ASSIGNED TASK: All of the records should be given again verbatim.

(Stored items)

——————————

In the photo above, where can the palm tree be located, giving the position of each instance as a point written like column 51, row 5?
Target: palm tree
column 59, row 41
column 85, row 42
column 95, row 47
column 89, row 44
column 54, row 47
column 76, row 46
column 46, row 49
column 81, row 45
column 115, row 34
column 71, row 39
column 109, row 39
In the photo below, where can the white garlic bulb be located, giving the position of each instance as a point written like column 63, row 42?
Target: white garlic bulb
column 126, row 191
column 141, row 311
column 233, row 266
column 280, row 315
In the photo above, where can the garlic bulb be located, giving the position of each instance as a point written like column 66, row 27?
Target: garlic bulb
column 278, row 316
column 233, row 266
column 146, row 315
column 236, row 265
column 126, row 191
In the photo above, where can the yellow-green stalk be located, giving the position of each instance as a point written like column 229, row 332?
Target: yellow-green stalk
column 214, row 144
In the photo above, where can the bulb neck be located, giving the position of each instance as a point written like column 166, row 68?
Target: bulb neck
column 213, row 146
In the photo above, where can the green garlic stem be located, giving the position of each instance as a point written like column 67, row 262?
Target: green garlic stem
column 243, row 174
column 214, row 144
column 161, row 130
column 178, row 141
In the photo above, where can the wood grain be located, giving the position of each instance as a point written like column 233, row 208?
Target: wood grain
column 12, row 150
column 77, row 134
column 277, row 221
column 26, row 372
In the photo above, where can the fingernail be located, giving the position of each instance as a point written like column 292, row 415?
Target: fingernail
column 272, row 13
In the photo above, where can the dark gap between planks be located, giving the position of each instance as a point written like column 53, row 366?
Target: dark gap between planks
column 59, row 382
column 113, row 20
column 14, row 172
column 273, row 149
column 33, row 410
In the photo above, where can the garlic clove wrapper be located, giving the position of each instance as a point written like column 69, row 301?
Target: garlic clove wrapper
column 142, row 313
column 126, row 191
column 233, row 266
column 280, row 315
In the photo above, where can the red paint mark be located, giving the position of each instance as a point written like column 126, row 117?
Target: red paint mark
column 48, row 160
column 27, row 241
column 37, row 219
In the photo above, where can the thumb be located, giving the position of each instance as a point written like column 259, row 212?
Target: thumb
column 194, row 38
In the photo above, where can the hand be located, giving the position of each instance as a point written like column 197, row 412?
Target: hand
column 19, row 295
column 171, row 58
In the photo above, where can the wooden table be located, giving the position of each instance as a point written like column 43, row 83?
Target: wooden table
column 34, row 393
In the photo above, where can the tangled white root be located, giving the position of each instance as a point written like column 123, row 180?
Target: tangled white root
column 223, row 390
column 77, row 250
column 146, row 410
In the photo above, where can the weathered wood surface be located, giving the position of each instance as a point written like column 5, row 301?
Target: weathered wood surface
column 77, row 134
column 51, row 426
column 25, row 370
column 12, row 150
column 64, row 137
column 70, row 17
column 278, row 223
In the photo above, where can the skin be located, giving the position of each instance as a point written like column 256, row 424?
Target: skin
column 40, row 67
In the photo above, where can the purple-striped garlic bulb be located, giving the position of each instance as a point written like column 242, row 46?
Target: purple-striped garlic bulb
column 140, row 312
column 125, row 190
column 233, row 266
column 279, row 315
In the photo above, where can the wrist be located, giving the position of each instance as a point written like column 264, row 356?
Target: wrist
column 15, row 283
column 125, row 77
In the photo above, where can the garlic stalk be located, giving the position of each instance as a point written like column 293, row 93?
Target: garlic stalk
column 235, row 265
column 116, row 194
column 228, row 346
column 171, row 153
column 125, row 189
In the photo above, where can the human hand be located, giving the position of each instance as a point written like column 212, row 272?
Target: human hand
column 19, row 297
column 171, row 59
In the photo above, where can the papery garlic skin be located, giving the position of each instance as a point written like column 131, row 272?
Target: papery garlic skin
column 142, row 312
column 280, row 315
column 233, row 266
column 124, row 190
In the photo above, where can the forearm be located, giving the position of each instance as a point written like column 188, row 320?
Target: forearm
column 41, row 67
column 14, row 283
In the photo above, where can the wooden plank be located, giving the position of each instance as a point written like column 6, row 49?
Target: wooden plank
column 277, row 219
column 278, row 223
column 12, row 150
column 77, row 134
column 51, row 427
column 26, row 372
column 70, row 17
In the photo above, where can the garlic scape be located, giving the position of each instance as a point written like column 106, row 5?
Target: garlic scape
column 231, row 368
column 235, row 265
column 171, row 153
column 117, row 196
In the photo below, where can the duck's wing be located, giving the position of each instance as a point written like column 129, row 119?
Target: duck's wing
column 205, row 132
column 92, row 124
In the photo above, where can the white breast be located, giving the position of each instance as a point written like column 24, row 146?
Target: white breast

——————————

ANSWER TO THE EXERCISE:
In the photo above, where can the palm tree be located, giving the position of each instance as a point written like column 51, row 5?
Target: palm tree
column 59, row 41
column 85, row 42
column 95, row 47
column 89, row 44
column 54, row 47
column 76, row 46
column 46, row 49
column 81, row 45
column 115, row 34
column 71, row 39
column 109, row 39
In the photo below, where can the white garlic bulb be located, giving the position of each instance as a point written like column 63, row 42?
Target: white garlic bulb
column 126, row 191
column 141, row 311
column 233, row 266
column 280, row 315
In the photo above, where can the garlic bulb be located, giving the position of each instance as a point written like column 66, row 27?
Target: garlic bulb
column 278, row 316
column 233, row 266
column 146, row 315
column 236, row 265
column 126, row 191
In the photo above, where can the yellow-green stalk be located, giving the position of each instance as a point written like column 229, row 332?
Target: yellow-green stalk
column 214, row 144
In the photo above, where can the bulb neck be located, giving the position of each instance as a point written like column 166, row 68?
Target: bulb neck
column 213, row 146
In the photo above, where can the green garlic stem be located, giving the position of each instance as a point written like column 67, row 262?
Target: green garlic stem
column 243, row 174
column 214, row 144
column 161, row 130
column 178, row 141
In the photo above, where can the wood grain be located, giving the position of each instance as a point written like column 233, row 208?
Target: wood grain
column 12, row 150
column 77, row 134
column 277, row 221
column 26, row 372
In the photo above, where can the fingernail be located, giving the position of each instance as a point written like column 292, row 415?
Target: fingernail
column 272, row 13
In the photo above, where can the dark gap between planks be located, giving the position of each instance as a point written like column 53, row 366?
Target: dark gap between planks
column 59, row 382
column 113, row 20
column 14, row 172
column 273, row 149
column 33, row 410
In the photo above, where can the garlic clove wrapper be located, giving the position of each instance as a point written like column 69, row 301?
Target: garlic clove wrapper
column 142, row 313
column 126, row 191
column 233, row 266
column 280, row 315
In the photo above, where can the red paint mark be located, giving the position of each instance as a point written like column 126, row 117?
Target: red paint mark
column 48, row 160
column 27, row 241
column 37, row 219
In the photo above, where can the thumb be located, giving the position of each instance as a point written like column 259, row 212?
Target: thumb
column 194, row 38
In the photo above, where can the hand be located, giving the position of each instance as a point written like column 197, row 412?
Target: hand
column 19, row 295
column 171, row 58
In the photo above, where can the wooden table be located, giving the position of each instance as a point written like column 43, row 83?
Target: wooden table
column 34, row 393
In the photo above, where can the tangled white root be located, giving the position of each instance as a point written like column 123, row 180?
Target: tangled white root
column 223, row 390
column 77, row 250
column 146, row 410
In the photo above, where can the weathered wood surface be located, giving the position of each instance as a point written like column 5, row 301?
Target: weathered wood surface
column 77, row 134
column 51, row 426
column 25, row 370
column 12, row 150
column 64, row 137
column 70, row 17
column 278, row 223
In the photo above, where can the skin be located, giving the position of each instance as a point written like column 256, row 424?
Target: skin
column 40, row 67
In the photo above, where can the purple-striped garlic bulb be located, giving the position of each instance as a point written like column 242, row 46?
Target: purple-striped garlic bulb
column 140, row 312
column 125, row 190
column 233, row 266
column 279, row 315
In the photo above, where can the wrist be located, giving the position of each instance as a point written like column 264, row 356?
Target: wrist
column 15, row 283
column 125, row 77
In the photo above, where can the garlic stalk be located, giving the position of each instance as a point written like column 293, row 93?
Target: garlic stalk
column 235, row 265
column 116, row 194
column 228, row 346
column 171, row 153
column 125, row 189
In the photo above, where can the human hand be located, giving the position of each instance as a point written like column 212, row 272?
Target: human hand
column 19, row 297
column 171, row 59
In the photo above, where can the papery garlic skin be located, giving the position of each instance as a point written like column 131, row 272?
Target: papery garlic skin
column 142, row 312
column 280, row 315
column 233, row 266
column 124, row 190
In the photo above, where can the forearm be located, giving the position of each instance as a point written like column 188, row 320?
Target: forearm
column 41, row 67
column 14, row 283
In the photo above, where can the wooden plank be located, giving the position of each instance as a point written like column 6, row 49?
Target: wooden plank
column 277, row 219
column 278, row 223
column 12, row 150
column 77, row 134
column 51, row 427
column 26, row 372
column 70, row 17
In the photo above, where can the garlic scape be located, giving the position of each instance as a point written like column 106, row 5?
Target: garlic scape
column 231, row 368
column 235, row 265
column 171, row 153
column 117, row 196
In the photo below, where can the duck's wing be located, giving the position of each instance as a point written like column 129, row 119?
Target: duck's wing
column 205, row 132
column 92, row 124
In the photo above, where can the white breast be located, giving the position of each instance as a point written like column 24, row 146?
Target: white breast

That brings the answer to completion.